**REQUIREMENT**
Write the entries out again exactly as they stand, but without the pictures.

[Named-object pointing records]
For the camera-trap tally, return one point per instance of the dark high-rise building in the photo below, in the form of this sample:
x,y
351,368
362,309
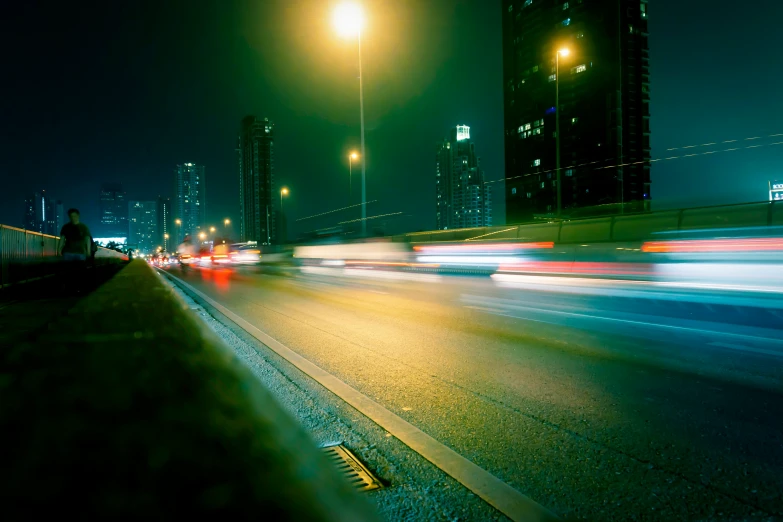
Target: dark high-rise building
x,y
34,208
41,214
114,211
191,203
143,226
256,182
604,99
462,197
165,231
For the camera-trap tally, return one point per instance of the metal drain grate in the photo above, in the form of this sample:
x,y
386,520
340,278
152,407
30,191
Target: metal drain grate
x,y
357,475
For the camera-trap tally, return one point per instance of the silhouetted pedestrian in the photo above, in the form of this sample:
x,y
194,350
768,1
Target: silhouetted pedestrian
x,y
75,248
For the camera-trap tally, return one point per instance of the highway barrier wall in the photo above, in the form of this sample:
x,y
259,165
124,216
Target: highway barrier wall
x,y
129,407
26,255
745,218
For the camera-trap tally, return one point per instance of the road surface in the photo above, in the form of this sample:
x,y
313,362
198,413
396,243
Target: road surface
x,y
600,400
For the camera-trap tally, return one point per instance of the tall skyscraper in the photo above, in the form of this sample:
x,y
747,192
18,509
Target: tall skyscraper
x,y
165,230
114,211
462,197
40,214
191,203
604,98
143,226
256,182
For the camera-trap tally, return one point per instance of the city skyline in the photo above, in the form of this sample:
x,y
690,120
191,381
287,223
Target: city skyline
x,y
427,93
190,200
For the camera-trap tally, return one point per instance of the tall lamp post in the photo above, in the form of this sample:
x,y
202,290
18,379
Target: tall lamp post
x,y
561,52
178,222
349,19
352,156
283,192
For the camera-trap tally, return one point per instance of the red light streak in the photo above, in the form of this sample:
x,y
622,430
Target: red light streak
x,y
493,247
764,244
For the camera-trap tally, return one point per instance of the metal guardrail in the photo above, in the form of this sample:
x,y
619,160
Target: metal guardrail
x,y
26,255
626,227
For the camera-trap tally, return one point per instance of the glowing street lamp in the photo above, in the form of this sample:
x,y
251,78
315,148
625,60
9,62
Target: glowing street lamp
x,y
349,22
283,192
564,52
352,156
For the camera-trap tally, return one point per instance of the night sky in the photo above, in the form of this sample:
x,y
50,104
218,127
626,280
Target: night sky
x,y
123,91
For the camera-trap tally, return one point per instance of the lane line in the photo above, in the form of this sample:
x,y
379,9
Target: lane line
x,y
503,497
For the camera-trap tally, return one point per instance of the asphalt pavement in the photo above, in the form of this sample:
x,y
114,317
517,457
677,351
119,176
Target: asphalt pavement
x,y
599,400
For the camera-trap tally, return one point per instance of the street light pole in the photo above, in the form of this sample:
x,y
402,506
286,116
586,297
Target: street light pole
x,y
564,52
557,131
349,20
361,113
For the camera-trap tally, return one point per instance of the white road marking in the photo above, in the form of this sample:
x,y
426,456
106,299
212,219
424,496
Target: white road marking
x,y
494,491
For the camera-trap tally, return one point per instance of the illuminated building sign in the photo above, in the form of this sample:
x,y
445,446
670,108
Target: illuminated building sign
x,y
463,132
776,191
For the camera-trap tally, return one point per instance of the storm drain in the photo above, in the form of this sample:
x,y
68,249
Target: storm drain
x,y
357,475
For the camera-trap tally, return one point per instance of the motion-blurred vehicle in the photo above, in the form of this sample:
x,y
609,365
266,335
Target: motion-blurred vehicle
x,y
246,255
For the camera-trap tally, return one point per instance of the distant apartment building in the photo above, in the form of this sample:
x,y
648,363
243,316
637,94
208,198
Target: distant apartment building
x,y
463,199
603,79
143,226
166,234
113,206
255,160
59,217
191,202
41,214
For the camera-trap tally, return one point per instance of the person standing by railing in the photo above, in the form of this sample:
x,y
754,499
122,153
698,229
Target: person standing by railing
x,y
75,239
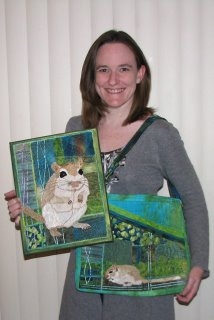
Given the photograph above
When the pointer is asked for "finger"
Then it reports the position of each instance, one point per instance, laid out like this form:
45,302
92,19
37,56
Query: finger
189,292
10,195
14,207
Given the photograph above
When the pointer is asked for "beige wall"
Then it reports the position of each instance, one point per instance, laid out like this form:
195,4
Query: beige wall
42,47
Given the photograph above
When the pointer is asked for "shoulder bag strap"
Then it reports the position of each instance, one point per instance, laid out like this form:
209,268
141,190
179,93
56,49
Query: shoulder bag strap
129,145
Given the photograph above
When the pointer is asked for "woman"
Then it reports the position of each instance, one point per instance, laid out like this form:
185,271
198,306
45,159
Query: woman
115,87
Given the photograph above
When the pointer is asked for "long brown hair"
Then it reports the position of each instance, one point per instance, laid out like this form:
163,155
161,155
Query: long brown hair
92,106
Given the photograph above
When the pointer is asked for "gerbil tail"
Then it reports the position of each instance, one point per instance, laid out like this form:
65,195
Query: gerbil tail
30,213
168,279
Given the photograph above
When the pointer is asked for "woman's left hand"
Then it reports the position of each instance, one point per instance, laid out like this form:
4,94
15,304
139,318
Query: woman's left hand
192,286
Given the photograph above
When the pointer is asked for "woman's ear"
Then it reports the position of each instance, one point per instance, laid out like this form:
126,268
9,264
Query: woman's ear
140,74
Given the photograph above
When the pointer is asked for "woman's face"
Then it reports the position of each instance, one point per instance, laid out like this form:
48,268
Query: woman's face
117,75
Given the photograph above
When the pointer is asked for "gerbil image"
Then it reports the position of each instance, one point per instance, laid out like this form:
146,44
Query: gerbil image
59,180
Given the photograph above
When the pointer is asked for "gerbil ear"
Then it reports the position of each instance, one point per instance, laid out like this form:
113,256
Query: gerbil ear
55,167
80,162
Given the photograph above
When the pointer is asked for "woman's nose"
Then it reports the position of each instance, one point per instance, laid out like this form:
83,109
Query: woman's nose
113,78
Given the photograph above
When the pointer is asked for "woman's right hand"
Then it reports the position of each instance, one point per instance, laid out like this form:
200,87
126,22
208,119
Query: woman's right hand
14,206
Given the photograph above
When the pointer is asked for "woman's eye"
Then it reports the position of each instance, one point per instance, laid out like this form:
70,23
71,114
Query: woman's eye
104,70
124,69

**THE REPLY**
For the camera-trap tally, return one point per instance of the dark high-rise building in the photo below, in the form of this sample:
x,y
351,368
362,309
Target: dark high-rise building
x,y
34,208
41,214
114,211
191,203
143,226
256,182
604,99
462,197
165,231
For the camera-trap tally, return one point per instance of the metal drain grate in the photo above, in the form of this sample:
x,y
386,520
340,278
152,407
30,191
Target: metal drain grate
x,y
357,475
For the camera-trap tally, return one point per instance of the silhouetted pedestrian in the photo above, in the form of this sample:
x,y
194,350
768,1
Target: silhouetted pedestrian
x,y
75,248
For the camera-trap tally, return one point per instance of the highway barrier wall in the photo above, in the form of this sample:
x,y
259,165
124,216
Target: highway barrier wall
x,y
129,407
26,255
745,218
For the camera-trap tally, return one point per instance of the road surface in the photo above, in the form of this sample:
x,y
313,362
198,413
396,243
Target: road surface
x,y
600,400
For the camera-trap tally, return one point per instance of the tall skyscraper in the photo above, in the form of this sample:
x,y
747,192
18,509
Target: tall skyscraper
x,y
165,230
114,211
462,197
40,214
191,203
604,98
143,226
256,182
For the camera-trap tally, return one point per instance of the city skyline in the photo above, in the form of this sample:
x,y
690,120
191,381
287,223
Target: city skyline
x,y
427,93
190,200
For the camera-trap tally, return one point per instance of the tall lamp post in the photo above, in the form of this sample:
x,y
202,290
18,379
Target: tall lamp post
x,y
561,52
178,222
349,19
352,156
283,192
For the camera-trap tally, return one point per instance of the red light streak in the photo above, in the form of this sample:
x,y
622,430
Target: red light streak
x,y
493,247
764,244
For the camera-trap tally, return one point per instance of the metal guardrail in the photo above, in the form of this sample:
x,y
619,160
Target: metal guardrail
x,y
26,255
626,227
For the camera-trap tally, return one point per instance of the glowing street lamp in the photo above, in the form of this sample:
x,y
251,78
315,148
625,60
9,62
Target: glowing street lamp
x,y
349,22
283,192
564,52
352,156
For the camera-trap tally, return one point per instance of the night sky in the photo above, in the form of this sample:
x,y
50,104
218,127
626,280
Target: night sky
x,y
123,91
For the camera-trap tally, return one point per instance of the lane line in the photo above, in the form of this sample:
x,y
379,9
Target: lane line
x,y
503,497
For the camera-trap tally, return one point per instance of the asphalt pavement in the photo above, in the form of this sample:
x,y
114,317
517,457
677,351
119,176
Target: asphalt pavement
x,y
599,400
For the camera-trap tally, return one point per instance of the street light pole in the photo above, in the form of this sample:
x,y
402,506
286,116
586,297
Target: street light pole
x,y
564,52
557,131
349,20
361,113
For the camera-trap tally, return one point per instance of the white road marking in the photo above, in the form of this sample:
x,y
426,456
106,299
212,219
424,496
Target: white road marking
x,y
494,491
For the camera-trap tally, return one point per instance of the illuminated building sign in the photo above, in the form of this sample:
x,y
445,446
670,108
Target: illuminated building sign
x,y
463,132
776,191
For the camera-trap tally, return one point per instance of the storm drain in the photo above, in the form of this sample:
x,y
68,249
Target: storm drain
x,y
357,475
For the camera-trap tally, return one point per instance of the motion-blurred vehicle in the photo above, in the form of this sample:
x,y
609,365
266,335
Target: motion-blurred vehicle
x,y
246,255
For the camera-trap tally, return one point per instance of the distant apartment building in the photo above, in the form of this sample:
x,y
648,363
243,316
637,94
208,198
Target: distant apartment building
x,y
463,199
603,79
143,226
166,234
113,206
255,160
59,217
191,202
41,214
For the camera-trap tally, return one point per instance of the person standing by railing in the photo above, in the form of this sample:
x,y
754,499
122,153
698,229
Target: person standing by railing
x,y
75,239
Given the photograph above
When the pointer is asked for "finger"
Then it reports the position of each instance, one point per instance, laid out like this form:
45,302
92,19
37,56
Query: finger
189,292
10,195
14,207
Given the photograph above
When the pointer is asked for "beige wall"
Then it reports the position of each instance, one point per instance, laid out like this form:
195,4
Query: beige wall
42,47
Given the photograph above
When the pointer is asked for "shoulder bag strap"
Then it reports the position of each instance, one point per instance, laid out like this form:
209,268
141,190
179,93
56,49
Query: shoulder bag strap
129,145
Given the photograph above
When the pointer is asked for "woman"
Then it reports the position of each instance, one point per instance, laid out like this form:
185,271
198,306
45,159
Query: woman
115,87
Given the photograph above
When the pointer is asked for "long brown hair"
Then it reports the position of each instance, one point per instance, laid out like this form:
163,155
161,155
Query: long brown hair
92,106
Given the photograph above
When the pointer is asked for "gerbil tail"
Then it reports the position of each instance, one point per instance, laid out like this form:
65,195
Query: gerbil tail
30,213
168,279
Given the photograph above
When the pointer is asked for "woman's left hand"
Then it reports the position of each instance, one point per instance, laid out like this form:
4,94
15,304
139,318
Query: woman's left hand
192,286
Given the photograph above
When the pointer is asked for "woman's ear"
Then it reports the position of each instance, one point per instance, laid out like this form:
126,268
9,264
Query: woman's ear
140,74
Given the photograph above
When the pointer is asked for "woman's face"
Then it reports the position of each instance, one point per instance, laid out like this form:
48,268
Query: woman's face
117,75
Given the photograph above
When the pointer is asked for "gerbil image"
Then it reports the position of each instance, one point per instance, laid out like this form:
146,44
Query: gerbil image
59,180
Given the photograph above
When the pointer is asked for "gerbil ear"
Then it reports the position of each instance, one point per instance, laid out like this form:
113,256
Query: gerbil ear
55,167
80,162
Given the photograph above
When the pointer is asked for "woman's nose"
Then it reports the position of each instance, one point per instance, laid out like this form:
83,109
Query: woman's nose
113,78
Given the photograph above
When the pointer is asked for "woman's right hand"
Then it reports the position of each instance, one point per instance, laid out like this form:
200,87
126,22
208,119
Query: woman's right hand
14,206
Given the photograph above
When the pointer is asked for "woman's eye"
Then it reports the position of each instance, one point per instance, laid out like this form:
70,23
71,114
Query: woman's eye
104,70
124,69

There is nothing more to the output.